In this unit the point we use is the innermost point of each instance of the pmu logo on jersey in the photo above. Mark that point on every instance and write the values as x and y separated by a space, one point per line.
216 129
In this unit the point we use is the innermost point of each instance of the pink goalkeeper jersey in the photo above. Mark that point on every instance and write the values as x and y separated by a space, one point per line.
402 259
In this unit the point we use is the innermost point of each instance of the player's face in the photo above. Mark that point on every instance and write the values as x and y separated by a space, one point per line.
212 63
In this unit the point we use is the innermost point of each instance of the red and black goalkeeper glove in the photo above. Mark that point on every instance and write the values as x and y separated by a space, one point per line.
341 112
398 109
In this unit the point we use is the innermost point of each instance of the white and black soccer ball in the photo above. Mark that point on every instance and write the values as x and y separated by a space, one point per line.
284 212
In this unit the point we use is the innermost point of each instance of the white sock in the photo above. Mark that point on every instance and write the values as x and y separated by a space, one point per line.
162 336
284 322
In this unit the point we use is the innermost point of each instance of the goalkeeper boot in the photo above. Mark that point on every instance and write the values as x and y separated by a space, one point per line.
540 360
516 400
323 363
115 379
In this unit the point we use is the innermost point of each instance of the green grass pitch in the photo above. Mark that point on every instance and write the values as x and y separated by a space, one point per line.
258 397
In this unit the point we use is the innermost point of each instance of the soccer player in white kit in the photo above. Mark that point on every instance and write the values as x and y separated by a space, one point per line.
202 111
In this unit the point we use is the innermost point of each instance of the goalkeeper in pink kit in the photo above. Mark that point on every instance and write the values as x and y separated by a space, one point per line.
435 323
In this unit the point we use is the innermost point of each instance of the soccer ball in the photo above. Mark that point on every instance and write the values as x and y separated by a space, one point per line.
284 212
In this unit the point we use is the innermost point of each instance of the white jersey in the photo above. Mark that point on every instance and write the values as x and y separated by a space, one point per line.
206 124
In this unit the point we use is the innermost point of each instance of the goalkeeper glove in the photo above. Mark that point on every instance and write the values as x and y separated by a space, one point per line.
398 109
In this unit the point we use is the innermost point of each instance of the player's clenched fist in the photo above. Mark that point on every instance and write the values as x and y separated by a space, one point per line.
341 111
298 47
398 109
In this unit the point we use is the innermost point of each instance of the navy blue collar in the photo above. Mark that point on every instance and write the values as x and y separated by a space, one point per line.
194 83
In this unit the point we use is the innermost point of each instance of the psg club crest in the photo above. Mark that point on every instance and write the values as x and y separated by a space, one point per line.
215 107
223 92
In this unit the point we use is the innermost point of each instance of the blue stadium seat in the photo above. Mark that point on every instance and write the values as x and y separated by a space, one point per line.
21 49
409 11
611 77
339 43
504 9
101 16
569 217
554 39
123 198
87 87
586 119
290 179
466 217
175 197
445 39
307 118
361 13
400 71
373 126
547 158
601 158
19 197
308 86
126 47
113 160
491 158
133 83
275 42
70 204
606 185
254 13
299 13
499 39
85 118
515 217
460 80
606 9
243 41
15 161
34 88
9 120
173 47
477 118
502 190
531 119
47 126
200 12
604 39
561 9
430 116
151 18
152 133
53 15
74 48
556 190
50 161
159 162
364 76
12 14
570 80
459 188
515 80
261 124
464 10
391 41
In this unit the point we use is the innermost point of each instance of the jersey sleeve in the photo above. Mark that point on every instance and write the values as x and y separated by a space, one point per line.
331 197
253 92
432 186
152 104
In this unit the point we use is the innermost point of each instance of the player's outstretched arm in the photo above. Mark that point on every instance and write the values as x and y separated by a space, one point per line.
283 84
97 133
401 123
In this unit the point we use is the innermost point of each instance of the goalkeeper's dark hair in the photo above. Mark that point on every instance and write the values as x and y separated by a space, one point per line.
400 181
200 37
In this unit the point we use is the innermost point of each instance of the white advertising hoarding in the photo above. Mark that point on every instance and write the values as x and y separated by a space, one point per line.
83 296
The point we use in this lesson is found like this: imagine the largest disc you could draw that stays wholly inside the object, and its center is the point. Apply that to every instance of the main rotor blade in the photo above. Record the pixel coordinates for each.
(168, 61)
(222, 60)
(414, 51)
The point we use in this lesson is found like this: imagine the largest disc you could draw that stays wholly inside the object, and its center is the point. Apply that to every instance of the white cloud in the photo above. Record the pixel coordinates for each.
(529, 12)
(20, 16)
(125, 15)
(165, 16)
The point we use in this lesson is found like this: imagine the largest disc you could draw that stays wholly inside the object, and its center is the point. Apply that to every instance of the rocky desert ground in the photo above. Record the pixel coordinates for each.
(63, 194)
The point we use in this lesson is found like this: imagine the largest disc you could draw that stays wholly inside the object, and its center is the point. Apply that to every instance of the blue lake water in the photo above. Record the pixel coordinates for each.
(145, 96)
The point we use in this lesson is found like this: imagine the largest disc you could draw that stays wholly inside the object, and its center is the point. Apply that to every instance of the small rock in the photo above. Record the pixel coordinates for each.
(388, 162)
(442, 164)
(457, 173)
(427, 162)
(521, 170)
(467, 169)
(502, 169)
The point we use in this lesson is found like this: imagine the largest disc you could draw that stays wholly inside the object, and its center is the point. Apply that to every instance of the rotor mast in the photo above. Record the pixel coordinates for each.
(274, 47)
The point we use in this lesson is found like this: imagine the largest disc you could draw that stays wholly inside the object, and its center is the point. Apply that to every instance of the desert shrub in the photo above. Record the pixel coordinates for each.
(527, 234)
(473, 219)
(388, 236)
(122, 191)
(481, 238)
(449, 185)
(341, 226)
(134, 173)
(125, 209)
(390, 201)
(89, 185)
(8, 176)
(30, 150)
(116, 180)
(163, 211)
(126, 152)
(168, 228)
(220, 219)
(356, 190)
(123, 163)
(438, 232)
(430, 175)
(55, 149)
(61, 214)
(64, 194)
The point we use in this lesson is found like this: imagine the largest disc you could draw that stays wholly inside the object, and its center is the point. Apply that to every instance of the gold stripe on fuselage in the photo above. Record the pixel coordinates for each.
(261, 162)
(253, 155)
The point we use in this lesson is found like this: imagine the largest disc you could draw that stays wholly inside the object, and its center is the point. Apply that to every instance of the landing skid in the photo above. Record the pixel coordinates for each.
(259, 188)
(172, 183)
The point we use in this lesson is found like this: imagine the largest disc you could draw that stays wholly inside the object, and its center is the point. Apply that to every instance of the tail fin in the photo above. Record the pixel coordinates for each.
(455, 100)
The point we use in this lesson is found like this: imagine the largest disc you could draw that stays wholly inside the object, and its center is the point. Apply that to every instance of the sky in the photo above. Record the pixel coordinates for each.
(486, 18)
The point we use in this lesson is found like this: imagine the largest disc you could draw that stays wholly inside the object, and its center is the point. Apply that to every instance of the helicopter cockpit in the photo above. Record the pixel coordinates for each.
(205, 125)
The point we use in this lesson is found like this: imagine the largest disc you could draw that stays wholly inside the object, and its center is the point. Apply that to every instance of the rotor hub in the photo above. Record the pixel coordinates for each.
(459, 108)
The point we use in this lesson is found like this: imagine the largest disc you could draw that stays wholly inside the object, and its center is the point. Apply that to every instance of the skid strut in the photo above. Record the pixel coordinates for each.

# # #

TASK STATEMENT
Using the data above, reproduce every line exactly.

THE OUTPUT
In this unit the point we use is the innermost point of each instance of the pmu logo on jersey in the photo above. Mark that point on every instance and write the values as x and y separated by a space, one point per line.
216 129
In this unit the point we use is the innermost point of each instance of the pink goalkeeper jersey in the photo above. Mark that point on every instance and write the values as x and y separated by a space, one point per line.
402 259
In this unit the point we use is the innermost point of each instance of the player's face in the photo above. Mark that point on every instance and write the values as x and y separated by a space, one point per line.
212 63
In this unit the point we use is the innermost point of each instance of the red and black goalkeeper glove in the photo above. Mark that point on every instance and write the values as x and y separated by a space, one point per line.
341 112
398 109
In this unit the point we use is the innermost point of each instance of the white and black soccer ball in the photo above. Mark that point on every instance and write the values as x and y separated by a space, one point per line.
284 212
In this unit the point we use is the innermost point of each instance of the white sock in the photo above. Mark that point on every instance and write the values as x and y separated by a space, one point per line.
162 336
284 322
In this unit the point we use is the innermost point of each instance of the goalkeeper boot in the photo above. Mark that point on every instance and write the values as x and y separated by a space, one point per line.
540 360
516 400
323 363
115 379
In this unit the point we use is the innermost point of each instance of the green grass pitch in the photo above. Mark that point on every instance and write the values as x and y separated by a space, one point per line.
258 397
In this unit the point we use is the innermost point of each instance of the soccer player in white kit in the photo above. Mark that point on every instance and write the values as x and y separated by a space, one point per line.
202 111
In this unit the point we use is the innermost point of each instance of the goalkeeper in pink kit in the photo above. Mark that point on every instance and write the values as x and y separated by a space, one point per line.
435 323
In this unit the point we use is the innermost point of each instance of the soccer ball in the photo above. Mark that point on every instance and write the values as x and y separated by a space, one point per line.
284 212
In this unit the point we use is the innermost point of each instance of the white jersey in the photo above. Mark that point on every instance and write the values as x and y separated by a space, one point per line.
206 124
In this unit the point we use is the innermost point of each instance of the goalkeeper glove in the photo above. Mark that point on every instance and write the values as x and y separated by a space, one point per line.
398 109
In this unit the point we use is the innermost point of each instance of the player's clenched fist in the photo above. Mark that point on every instance and write the values as x and y separated by a space, one point per line.
341 111
298 47
398 109
In this unit the point we use is the innermost point of each instance of the navy blue collar in the photo above. Mark that point on every instance and write the values as x and y separated by a space, one point per line.
194 83
In this unit the point we use is the innermost point of each instance of the psg club crest in the photo above. Mark that point on every instance and write the values as x and y separated by a space, one point per line.
215 107
223 92
In this unit the point we use is the innermost point of each instance of the blue stadium seat in the photo above. Mark that point on every instance and write the values as x and y separated by a space, one point per line.
21 49
409 11
611 77
339 43
504 9
101 16
569 217
554 39
123 198
87 87
586 119
290 179
466 217
175 197
445 39
307 118
361 13
400 71
373 126
547 158
601 158
19 197
308 86
126 47
113 160
491 158
133 83
275 42
70 204
606 185
254 13
299 13
499 39
85 118
515 217
460 80
606 9
243 41
15 161
34 88
9 120
173 47
477 118
502 190
531 119
47 126
200 12
604 39
561 9
430 116
151 18
152 133
53 15
74 48
556 190
50 161
159 162
364 76
12 14
570 80
459 188
515 80
261 124
464 10
391 41
In this unit the point we use is the innermost point of each instance of the jersey sleeve in the photo above. Mark that point on every instance and write the values as x and y separated by a space, one point per line.
331 197
253 92
432 186
152 104
In this unit the point we use is the innermost point of each instance of the player's outstretched arm in the photo above. Mark that point on every instance and write the values as x and y separated by a space, one point per line.
283 84
97 133
401 123
In this unit the point we use is the innermost point of each instance of the goalkeeper's dark hair in the photo above. Mark that point on every instance and write the values as x and y separated by a space, one point per line.
400 181
200 37
In this unit the point we use is the innermost point of each instance of the white advertising hoarding in the photo above. Mark that point on every instance and write the values as x and y separated by a space, one point per line.
83 296
The point we use in this lesson is found like this: imagine the largest disc you could draw that stays wholly inside the object, and its center is the point. Apply that to every instance of the main rotor blade in the photo above. Record the pixel coordinates for each.
(168, 61)
(222, 60)
(414, 51)
The point we use in this lesson is found like this: imagine the largest disc you could draw that stays wholly inside the object, and its center is the point. Apply that to every instance of the white cloud in the photo above. Record the pixel coordinates for each.
(529, 12)
(20, 16)
(125, 15)
(165, 16)
The point we use in this lesson is found like this: imagine the largest disc you could draw that stays wholly inside the object, and its center is the point. Apply that to every instance of the rocky desert ground in the photo above. Record the pixel coordinates for each.
(63, 194)
The point we use in this lesson is found like this: imagine the largest disc you could draw that stays wholly inside the object, and its center is the point. Apply that to every instance of the blue lake water in the photo above. Record the pixel coordinates for each.
(145, 96)
The point we use in this lesson is found like this: imagine the largest disc you could draw that stays wholly inside the object, and its center is the point. Apply that to every instance of the small rock in the photo above. Record the pixel coordinates for each.
(388, 162)
(442, 164)
(457, 173)
(427, 162)
(521, 170)
(467, 169)
(502, 169)
The point we use in this lesson is found like this: imagine the largest disc you could draw that stays wholly inside the object, and its center is the point. Apply that to every instance of the rotor mast in the photo above. Record the pixel coordinates for each.
(274, 47)
The point we use in this lesson is found like this: imagine the largest disc you could draw that stays wholly inside the object, and its center is the point. Apply that to every instance of the desert shrub in the photo above. Record the pixel coordinates for each.
(527, 234)
(473, 219)
(388, 236)
(122, 191)
(481, 238)
(449, 185)
(341, 226)
(134, 173)
(125, 209)
(390, 201)
(89, 185)
(8, 176)
(30, 150)
(116, 180)
(163, 211)
(126, 152)
(168, 228)
(220, 219)
(356, 190)
(123, 163)
(438, 232)
(430, 175)
(55, 149)
(61, 214)
(64, 194)
The point we use in this lesson is found like this: imagine the largest disc you could draw that stays wholly inside the object, and its center is the point. Apply that to every instance of the gold stripe on fuselage in the photo above. Record the pixel coordinates for each.
(261, 162)
(253, 155)
The point we use in this lesson is found like this: imagine the largest disc you could draw that stays wholly inside the object, and its center is the point. Apply that to every instance of the landing skid in the photo above. Record the pixel coordinates for each.
(259, 188)
(172, 183)
The point we use in this lesson is found like this: imagine the largest disc you could draw that stays wholly inside the object, and its center is the point. Apply that to every instance of the tail fin in the photo above. Record the pixel coordinates for each.
(455, 100)
The point we use in this lesson is found like this: imagine the largest disc you could draw that stays wholly inside the object, and its center is the point. Apply that to every instance of the sky in the photo above. Record the pixel coordinates for each.
(486, 18)
The point we use in this lesson is found like this: imagine the largest disc you could draw that stays wholly inside the object, and its center is the point. Apply that to every instance of the helicopter cockpit in the photo above. Record the pixel coordinates for each.
(205, 125)
The point we use in this lesson is found like this: imagine the largest disc you could draw that stays wholly inside the object, and its center is the point. Apply that to every instance of the rotor hub in the photo above. Record the pixel coordinates for each.
(459, 108)
The point we use in this lesson is found like this: imagine the largest disc you could draw that stays wholly inside the object, and its center is the point. Apply that to every instance of the skid strut in the photo above. Record the pixel coordinates for each.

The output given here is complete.